**Source extract**
[Begin]

Australian investors were given an unexpected Thanksgiving present with the share market rising 25 points or 0.45 per cent to close the week out at 5716.2 on the ASX 200.
The Thanksgiving Day holiday in the US meant there was a lack of strong leads and gave the market the freedom to climb for a second day running.
Still, even that was not enough to overcome the poor results earlier in the week and the index still shed 0.25 per cent for the week.
Banks in the winners circle for once
The power behind the comeback came from the financials, with the big banks all rising.
ANZ (ASX: ANZ) led the charge, putting on 59c or 2.29 per cent to close at $26.34.
It was a similar story with the other banks, with Commonwealth (ASX: CBA) closing at $71.30 after adding 67c or 0.95 per cent, Westpac (ASX: WBC) closing at $26.04 up 36c or 1.4 per cent and National Australia (ASX: NAB) closed up 25c at $24.48 or 1.03 per cent.

[End]

**Entries shown**
[Begin]

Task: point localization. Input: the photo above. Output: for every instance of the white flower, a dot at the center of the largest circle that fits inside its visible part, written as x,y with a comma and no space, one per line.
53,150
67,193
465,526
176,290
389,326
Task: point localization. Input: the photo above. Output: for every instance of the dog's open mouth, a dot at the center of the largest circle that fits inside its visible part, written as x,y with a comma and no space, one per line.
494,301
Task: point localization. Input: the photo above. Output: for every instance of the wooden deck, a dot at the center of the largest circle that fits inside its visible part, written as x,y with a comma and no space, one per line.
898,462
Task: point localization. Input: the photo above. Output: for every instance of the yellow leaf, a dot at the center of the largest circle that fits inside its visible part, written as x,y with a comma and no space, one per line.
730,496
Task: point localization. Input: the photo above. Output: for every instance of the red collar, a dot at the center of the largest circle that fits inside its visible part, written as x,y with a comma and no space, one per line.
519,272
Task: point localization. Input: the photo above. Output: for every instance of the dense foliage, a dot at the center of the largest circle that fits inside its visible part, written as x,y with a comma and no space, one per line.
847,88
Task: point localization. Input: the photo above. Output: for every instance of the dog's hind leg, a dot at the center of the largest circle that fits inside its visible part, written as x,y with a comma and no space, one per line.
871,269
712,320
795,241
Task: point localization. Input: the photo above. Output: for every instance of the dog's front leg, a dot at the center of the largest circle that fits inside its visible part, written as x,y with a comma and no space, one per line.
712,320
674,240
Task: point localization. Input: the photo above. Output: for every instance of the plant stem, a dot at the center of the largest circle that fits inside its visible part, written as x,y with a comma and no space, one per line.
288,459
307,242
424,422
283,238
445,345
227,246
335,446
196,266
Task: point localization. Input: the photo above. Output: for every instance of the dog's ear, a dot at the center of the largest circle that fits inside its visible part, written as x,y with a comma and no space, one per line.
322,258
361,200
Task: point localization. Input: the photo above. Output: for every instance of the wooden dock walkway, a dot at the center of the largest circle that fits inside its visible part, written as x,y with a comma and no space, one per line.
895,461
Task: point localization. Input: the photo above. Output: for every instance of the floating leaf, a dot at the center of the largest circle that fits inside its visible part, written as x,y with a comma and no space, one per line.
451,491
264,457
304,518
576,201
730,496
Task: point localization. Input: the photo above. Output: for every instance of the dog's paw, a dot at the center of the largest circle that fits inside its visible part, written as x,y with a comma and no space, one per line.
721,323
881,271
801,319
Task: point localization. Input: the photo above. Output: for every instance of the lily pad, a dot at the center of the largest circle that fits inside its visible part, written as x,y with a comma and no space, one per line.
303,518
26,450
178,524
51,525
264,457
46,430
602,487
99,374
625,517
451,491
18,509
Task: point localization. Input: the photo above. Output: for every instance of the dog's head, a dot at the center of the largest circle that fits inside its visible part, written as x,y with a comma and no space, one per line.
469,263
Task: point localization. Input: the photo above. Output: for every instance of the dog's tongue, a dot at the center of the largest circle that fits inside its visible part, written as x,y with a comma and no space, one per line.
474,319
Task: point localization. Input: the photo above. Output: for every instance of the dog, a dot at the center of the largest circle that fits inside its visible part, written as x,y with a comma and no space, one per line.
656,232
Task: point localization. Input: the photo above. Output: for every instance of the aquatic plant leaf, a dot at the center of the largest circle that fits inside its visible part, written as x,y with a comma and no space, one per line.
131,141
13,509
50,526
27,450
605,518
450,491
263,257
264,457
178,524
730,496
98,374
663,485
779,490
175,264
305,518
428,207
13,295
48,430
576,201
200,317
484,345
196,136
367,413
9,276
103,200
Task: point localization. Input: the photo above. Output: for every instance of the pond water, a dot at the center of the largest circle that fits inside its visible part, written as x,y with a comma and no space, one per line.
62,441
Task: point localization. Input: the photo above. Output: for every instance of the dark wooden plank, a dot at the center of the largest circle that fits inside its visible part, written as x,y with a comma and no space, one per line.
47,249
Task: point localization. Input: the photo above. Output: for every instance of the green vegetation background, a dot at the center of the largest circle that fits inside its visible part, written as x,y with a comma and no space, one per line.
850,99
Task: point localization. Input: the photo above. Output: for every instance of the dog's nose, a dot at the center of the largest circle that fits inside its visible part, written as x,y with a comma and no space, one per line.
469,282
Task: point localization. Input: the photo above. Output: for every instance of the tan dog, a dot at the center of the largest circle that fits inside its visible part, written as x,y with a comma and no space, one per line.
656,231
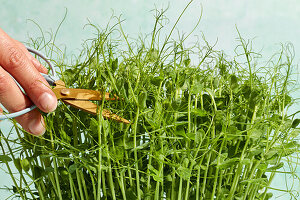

[End]

**Problem description**
Reproduce the market report word for word, beginning at "Still, even that" and stopping after "1.03 per cent.". The rows stand apart from the market report and are separate material.

**Reply**
Still, even that was not enough to overcome the poor results earlier in the week and the index still shed 0.25 per cent for the week.
Banks in the winners circle for once
The power behind the comeback came from the financials, with the big banks all rising.
ANZ (ASX: ANZ) led the charge, putting on 59c or 2.29 per cent to close at $26.34.
It was a similar story with the other banks, with Commonwealth (ASX: CBA) closing at $71.30 after adding 67c or 0.95 per cent, Westpac (ASX: WBC) closing at $26.04 up 36c or 1.4 per cent and National Australia (ASX: NAB) closed up 25c at $24.48 or 1.03 per cent.